The race-against-time search continued on Monday in suburban Philadelphia for the nine-month-old boy and his two-year-old sister.
The family from South Carolina were on their way to a barbecue when their car was swept away.
The children's father, a four-year-old boy and their grandmother survived.
The identities of the four other people killed in Saturday's flooding is unclear. The victims have not yet been named.
Upper Makefield Fire Chief Tim Brewer told a news conference on Monday that more than 100 crew members and drones would scour the area for the missing children in a "massive undertaking".
He said: "As they tried to escape the fierce flood waters, dad took his four-year-old son while the mother and grandmother grabbed the two additional children, ages nine months and two years.
"Miraculously, dad and his son got out safely, however, the grandmother, the mother and the two children were swept away by the flood waters. And we have recovered the mother and she is one of the deceased."
The grandmother was rescued and treated for injuries at a local hospital.
Nearly a dozen cars were trapped by flash floods on Saturday afternoon as Houghs Creek swelled into a fast-moving river.
Three cars were swept away and all the other deceased were found outside their cars, having left their vehicles in an attempt to escape the floods, reports the Philadelphia Inquirer.
By Monday, the waters had receded, revealing roads buckled by the flooding.
Bucks County resident Nick Primola told Reuters he's grown accustomed to "crazy weather these days", but his town has never seen anything like this.

*EXCERPTED RECORDS*:
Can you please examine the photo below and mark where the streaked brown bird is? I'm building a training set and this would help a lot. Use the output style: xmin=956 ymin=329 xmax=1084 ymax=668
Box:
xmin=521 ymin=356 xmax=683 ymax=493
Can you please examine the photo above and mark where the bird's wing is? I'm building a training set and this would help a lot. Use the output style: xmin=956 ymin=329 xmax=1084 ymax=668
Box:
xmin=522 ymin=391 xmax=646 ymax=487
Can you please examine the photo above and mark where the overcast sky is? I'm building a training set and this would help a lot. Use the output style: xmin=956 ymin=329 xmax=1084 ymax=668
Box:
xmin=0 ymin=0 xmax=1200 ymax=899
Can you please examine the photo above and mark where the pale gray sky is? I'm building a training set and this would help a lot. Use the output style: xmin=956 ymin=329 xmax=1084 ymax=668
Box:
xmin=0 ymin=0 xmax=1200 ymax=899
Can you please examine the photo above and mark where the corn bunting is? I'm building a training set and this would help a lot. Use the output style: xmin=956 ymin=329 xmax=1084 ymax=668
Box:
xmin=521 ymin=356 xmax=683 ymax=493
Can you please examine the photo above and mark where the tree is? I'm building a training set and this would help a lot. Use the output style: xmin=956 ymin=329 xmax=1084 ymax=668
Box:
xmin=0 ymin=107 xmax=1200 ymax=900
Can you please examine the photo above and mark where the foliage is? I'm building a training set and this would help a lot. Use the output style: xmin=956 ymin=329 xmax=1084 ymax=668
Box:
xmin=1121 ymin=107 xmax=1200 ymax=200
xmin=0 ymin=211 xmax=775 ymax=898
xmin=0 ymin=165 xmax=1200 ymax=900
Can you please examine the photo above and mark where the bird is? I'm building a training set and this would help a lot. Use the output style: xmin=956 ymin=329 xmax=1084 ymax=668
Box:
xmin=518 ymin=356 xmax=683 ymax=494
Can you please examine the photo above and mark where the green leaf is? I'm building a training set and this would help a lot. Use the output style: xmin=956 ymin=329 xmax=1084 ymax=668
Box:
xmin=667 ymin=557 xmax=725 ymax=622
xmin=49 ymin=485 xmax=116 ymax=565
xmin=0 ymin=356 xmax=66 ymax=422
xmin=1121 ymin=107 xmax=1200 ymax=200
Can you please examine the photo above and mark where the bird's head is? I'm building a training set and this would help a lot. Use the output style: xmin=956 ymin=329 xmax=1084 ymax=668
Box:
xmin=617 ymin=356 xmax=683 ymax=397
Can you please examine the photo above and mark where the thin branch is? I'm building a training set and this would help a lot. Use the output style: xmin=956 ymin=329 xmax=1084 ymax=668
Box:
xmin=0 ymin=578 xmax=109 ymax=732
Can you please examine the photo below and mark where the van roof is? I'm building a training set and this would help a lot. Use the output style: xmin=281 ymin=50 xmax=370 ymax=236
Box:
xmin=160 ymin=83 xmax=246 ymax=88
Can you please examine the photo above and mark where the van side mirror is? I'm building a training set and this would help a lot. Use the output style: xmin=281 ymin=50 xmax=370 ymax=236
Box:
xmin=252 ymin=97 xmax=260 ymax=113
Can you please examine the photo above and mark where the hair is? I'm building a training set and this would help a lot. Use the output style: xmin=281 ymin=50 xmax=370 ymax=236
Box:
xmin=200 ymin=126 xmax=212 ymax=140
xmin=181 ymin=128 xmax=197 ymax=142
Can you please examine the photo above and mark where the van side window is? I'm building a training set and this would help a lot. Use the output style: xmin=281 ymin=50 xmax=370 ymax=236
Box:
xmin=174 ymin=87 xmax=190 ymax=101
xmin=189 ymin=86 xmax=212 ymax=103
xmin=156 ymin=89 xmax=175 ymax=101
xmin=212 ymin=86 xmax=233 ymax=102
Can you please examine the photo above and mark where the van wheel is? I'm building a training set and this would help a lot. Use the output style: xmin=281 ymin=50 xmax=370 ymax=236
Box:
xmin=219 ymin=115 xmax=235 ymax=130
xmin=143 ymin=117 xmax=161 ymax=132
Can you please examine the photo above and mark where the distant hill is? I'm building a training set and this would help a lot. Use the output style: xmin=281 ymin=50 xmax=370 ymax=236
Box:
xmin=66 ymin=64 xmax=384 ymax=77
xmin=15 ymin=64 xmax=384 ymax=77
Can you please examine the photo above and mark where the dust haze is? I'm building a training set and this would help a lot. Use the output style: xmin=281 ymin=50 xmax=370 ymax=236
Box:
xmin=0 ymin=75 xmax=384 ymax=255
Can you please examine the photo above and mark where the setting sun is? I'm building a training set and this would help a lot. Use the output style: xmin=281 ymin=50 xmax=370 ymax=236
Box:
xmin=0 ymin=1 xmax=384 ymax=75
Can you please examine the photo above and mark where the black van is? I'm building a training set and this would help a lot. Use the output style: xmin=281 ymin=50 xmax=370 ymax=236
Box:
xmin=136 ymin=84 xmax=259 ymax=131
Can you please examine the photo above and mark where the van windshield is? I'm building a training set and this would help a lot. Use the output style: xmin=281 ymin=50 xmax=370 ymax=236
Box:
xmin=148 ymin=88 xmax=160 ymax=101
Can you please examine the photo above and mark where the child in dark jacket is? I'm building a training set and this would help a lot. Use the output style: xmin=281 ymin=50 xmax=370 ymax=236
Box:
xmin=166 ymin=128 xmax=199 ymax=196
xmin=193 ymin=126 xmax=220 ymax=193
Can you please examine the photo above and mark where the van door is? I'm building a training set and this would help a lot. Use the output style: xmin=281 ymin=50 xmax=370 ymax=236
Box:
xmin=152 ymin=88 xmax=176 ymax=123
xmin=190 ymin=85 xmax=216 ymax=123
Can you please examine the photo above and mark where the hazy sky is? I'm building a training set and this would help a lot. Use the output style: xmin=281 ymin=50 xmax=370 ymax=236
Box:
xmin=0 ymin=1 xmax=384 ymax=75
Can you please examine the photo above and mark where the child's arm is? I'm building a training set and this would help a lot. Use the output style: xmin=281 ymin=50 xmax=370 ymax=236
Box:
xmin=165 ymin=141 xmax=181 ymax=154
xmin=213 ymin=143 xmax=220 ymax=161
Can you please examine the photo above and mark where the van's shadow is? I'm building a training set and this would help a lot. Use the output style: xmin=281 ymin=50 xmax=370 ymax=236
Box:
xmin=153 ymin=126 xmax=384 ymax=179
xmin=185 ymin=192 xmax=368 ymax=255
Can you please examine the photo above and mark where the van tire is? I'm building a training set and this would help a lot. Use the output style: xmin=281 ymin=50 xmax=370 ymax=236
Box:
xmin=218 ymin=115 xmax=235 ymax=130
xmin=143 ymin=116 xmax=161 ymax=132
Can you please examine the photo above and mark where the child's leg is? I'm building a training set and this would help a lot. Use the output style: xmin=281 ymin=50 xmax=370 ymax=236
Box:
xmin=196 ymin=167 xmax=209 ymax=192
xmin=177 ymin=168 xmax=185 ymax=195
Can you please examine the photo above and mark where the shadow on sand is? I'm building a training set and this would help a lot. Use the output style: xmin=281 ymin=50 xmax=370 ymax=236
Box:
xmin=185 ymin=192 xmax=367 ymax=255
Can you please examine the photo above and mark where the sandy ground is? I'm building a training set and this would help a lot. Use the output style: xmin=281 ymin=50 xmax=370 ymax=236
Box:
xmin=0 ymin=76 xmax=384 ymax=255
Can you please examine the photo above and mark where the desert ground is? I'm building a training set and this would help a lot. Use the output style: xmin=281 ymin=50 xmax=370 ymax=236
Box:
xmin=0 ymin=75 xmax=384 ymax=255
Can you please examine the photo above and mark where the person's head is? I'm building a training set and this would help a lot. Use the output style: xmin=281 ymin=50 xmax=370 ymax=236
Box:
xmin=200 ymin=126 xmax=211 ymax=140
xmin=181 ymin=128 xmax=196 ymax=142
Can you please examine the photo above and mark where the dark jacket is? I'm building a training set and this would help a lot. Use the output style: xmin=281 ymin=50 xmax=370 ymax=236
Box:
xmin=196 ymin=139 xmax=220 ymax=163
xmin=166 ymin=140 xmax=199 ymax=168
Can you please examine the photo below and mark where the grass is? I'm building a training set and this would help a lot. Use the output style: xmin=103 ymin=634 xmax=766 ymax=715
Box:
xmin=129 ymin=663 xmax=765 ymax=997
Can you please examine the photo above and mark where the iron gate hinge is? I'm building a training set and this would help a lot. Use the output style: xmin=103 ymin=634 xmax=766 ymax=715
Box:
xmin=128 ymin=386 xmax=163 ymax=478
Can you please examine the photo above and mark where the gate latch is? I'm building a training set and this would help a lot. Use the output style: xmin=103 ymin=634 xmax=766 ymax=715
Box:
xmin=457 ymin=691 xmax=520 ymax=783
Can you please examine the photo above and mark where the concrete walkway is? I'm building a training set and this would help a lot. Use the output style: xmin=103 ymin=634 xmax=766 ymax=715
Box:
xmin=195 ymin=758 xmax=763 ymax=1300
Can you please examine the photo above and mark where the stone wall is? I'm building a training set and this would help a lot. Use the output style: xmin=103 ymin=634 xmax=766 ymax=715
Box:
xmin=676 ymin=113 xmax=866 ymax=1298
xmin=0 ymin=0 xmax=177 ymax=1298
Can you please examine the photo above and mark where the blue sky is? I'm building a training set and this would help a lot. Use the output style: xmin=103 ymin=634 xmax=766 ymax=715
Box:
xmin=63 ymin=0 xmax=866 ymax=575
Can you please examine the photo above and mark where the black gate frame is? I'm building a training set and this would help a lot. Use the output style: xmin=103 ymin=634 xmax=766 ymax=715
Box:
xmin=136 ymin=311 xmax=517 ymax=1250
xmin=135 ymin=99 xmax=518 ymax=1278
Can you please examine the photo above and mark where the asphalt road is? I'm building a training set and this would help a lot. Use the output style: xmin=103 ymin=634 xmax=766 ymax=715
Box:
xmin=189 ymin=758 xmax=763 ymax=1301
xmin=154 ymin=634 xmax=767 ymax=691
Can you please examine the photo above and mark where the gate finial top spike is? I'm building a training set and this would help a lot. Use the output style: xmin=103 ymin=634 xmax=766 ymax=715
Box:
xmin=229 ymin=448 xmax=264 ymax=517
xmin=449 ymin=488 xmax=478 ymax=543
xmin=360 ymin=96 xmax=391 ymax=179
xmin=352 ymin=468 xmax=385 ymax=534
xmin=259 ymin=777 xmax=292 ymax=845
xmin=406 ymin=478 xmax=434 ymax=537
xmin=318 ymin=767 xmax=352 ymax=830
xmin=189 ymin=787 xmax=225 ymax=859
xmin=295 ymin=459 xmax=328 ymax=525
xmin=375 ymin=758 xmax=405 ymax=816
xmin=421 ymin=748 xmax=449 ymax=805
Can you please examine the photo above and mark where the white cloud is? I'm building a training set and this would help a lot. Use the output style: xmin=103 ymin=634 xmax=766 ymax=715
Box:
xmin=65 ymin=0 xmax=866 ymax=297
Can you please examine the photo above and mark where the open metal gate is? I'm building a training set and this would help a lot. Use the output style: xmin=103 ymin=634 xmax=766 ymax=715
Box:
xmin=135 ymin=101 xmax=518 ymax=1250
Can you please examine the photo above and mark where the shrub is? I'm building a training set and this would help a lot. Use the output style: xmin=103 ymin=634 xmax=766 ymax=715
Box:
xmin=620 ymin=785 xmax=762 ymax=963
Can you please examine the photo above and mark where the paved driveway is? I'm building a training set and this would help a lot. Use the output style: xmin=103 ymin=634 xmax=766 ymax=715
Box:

*PROBLEM TO WORK ON*: Reproduce word for word the part of the flood report above that begins at the words "The grandmother was" and stops after "anything like this.".

*SOLUTION FOR THIS TASK*:
The grandmother was rescued and treated for injuries at a local hospital.
Nearly a dozen cars were trapped by flash floods on Saturday afternoon as Houghs Creek swelled into a fast-moving river.
Three cars were swept away and all the other deceased were found outside their cars, having left their vehicles in an attempt to escape the floods, reports the Philadelphia Inquirer.
By Monday, the waters had receded, revealing roads buckled by the flooding.
Bucks County resident Nick Primola told Reuters he's grown accustomed to "crazy weather these days", but his town has never seen anything like this.